* **Consigne**
Répondez à ces questions d'après l'extrait sur le projet Light as a Snowflake.
1. À quel album le nom du projet fait-il référence ?
2. Quel instrument Daniel Thouin venait-il de faire réparer ?
3. Où et à quelle heure le quintette se produira-t-il le 3 octobre ?

* **Extrait du document**
◇ ◇ ◇ ◇

C’est un concours de circonstances qui a mené Daniel Thouin à donner forme à Light as a Snowflake, projet nommé, sourire en coin, en référence au deuxième album de la formation Return to Forever. D’abord, ce passionné des claviers vintage venait de faire réparer son Fender Rhodes et voulait le mettre à l’épreuve. Ensuite, il savait qu’il pourrait faire vibrer ses collègues avec pareil répertoire. Il avait même imaginé un lieu de répétition susceptible de faciliter la tâche à tous. C’est ainsi que le quintette s’amènera au Palais Montcalm le 3 octobre prochain, à 20h, pour une rencontre musicale des plus stimulantes entre un répertoire d’exception et une équipe de musiciens d’exception. Laissons Daniel Thouin décrire cette aventure plus en profondeur.
Nicolas Houle : Dès le départ vous saviez qui vous vouliez dans ce groupe?
Daniel Thouin : Oui, pour des questions culturelles, qui sont liées avec l’âge des participants, et de toute façon j’ai joué longtemps avec Alain [Caron], dans son band avec Paul [Brochu], et je me disais que ce serait quelque chose qui serait facile à présenter. (…) Mais si ça n’avait pas été le fun, on ne l’aurait pas fait et dès qu’on a commencé à répéter, ç’a été le fun tout de suite. Je pense que Paul et Yannick [Rieu] n’avaient jamais joué ensemble; ils se connaissaient parce que je crois qu’ils étaient allés au conservatoire en même temps. Ce sont tous des gens avec lesquels j’ai joué beaucoup, mais séparément. J’étais bien content de voir le rapport musical qui s’est développé tout de suite. […] Yannick et Coral n’avaient jamais joué ensemble, mais quand on s’est mis à faire les passages qui demandent un unisson et un « blend » entre le soprano et la voix, c’était incroyable, ça marchait tout de suite!

◇ ◇ ◇ ◇

(Éléments provenant d'une source de données)
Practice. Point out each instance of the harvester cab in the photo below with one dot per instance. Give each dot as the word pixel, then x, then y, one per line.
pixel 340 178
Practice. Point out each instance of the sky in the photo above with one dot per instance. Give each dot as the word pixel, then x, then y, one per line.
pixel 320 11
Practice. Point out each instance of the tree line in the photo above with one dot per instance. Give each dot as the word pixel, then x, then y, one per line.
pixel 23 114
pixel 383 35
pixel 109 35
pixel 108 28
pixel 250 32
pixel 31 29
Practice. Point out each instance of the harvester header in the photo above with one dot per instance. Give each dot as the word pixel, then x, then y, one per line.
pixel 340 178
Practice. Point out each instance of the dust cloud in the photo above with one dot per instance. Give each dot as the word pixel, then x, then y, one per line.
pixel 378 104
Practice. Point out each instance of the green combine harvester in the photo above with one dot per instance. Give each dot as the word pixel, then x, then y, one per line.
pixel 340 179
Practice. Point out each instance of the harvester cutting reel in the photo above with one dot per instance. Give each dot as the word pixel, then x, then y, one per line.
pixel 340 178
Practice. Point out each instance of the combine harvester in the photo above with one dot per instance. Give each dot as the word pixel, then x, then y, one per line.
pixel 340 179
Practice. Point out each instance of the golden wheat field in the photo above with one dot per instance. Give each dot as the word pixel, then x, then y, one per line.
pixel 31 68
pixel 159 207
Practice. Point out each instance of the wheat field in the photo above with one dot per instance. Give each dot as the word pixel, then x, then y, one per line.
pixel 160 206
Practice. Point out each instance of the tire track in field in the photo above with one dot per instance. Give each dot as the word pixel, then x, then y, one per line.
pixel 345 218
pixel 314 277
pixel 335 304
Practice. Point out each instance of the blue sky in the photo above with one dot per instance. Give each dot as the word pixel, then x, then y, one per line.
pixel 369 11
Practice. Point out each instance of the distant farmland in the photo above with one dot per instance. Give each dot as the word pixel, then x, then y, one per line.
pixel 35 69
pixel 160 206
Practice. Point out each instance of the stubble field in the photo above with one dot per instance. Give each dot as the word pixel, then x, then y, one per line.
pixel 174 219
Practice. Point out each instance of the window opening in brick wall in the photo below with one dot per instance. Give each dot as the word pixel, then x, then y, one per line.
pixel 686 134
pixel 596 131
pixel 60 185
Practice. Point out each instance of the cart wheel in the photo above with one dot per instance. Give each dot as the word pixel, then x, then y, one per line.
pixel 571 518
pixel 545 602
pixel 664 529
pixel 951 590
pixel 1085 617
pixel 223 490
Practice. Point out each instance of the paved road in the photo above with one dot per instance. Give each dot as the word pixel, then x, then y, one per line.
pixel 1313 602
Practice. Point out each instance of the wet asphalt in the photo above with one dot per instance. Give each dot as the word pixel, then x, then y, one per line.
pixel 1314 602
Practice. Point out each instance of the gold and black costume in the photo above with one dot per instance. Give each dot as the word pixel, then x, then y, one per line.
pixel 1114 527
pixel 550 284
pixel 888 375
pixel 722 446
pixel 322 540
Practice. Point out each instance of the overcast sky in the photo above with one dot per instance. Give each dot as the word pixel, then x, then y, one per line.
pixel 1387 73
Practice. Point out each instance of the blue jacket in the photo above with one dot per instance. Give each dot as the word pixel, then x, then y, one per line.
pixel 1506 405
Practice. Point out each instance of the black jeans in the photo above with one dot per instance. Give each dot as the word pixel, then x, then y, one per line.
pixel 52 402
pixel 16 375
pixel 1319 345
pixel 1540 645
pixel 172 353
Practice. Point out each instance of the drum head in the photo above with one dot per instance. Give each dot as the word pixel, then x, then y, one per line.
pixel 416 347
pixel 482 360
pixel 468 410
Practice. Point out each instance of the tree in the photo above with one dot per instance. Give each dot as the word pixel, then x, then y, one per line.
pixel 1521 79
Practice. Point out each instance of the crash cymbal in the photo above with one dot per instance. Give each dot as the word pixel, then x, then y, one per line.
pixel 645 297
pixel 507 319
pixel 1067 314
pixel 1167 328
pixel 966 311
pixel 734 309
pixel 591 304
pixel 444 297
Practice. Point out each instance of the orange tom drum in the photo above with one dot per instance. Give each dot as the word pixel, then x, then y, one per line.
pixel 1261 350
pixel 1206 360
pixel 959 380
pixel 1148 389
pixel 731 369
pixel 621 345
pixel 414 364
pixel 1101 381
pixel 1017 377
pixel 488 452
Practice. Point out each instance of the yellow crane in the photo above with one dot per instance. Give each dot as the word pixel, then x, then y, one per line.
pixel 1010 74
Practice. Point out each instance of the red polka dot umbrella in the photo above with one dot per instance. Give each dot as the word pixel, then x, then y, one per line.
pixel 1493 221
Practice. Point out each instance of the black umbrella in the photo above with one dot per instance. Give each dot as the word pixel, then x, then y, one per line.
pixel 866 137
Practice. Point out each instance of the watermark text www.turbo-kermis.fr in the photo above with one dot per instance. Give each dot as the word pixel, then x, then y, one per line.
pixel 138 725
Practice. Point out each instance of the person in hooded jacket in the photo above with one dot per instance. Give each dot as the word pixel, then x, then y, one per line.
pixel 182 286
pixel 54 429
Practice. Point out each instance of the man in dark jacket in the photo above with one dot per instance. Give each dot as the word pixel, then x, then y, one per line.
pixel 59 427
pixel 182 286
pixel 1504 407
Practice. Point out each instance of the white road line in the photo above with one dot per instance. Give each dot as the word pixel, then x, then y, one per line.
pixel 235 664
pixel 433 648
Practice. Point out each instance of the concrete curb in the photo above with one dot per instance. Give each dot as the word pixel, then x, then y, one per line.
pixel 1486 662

◇ ◇ ◇ ◇

* **Corrigé**
1. Le deuxième album de la formation Return to Forever.
2. Son Fender Rhodes.
3. Au Palais Montcalm, à 20 h.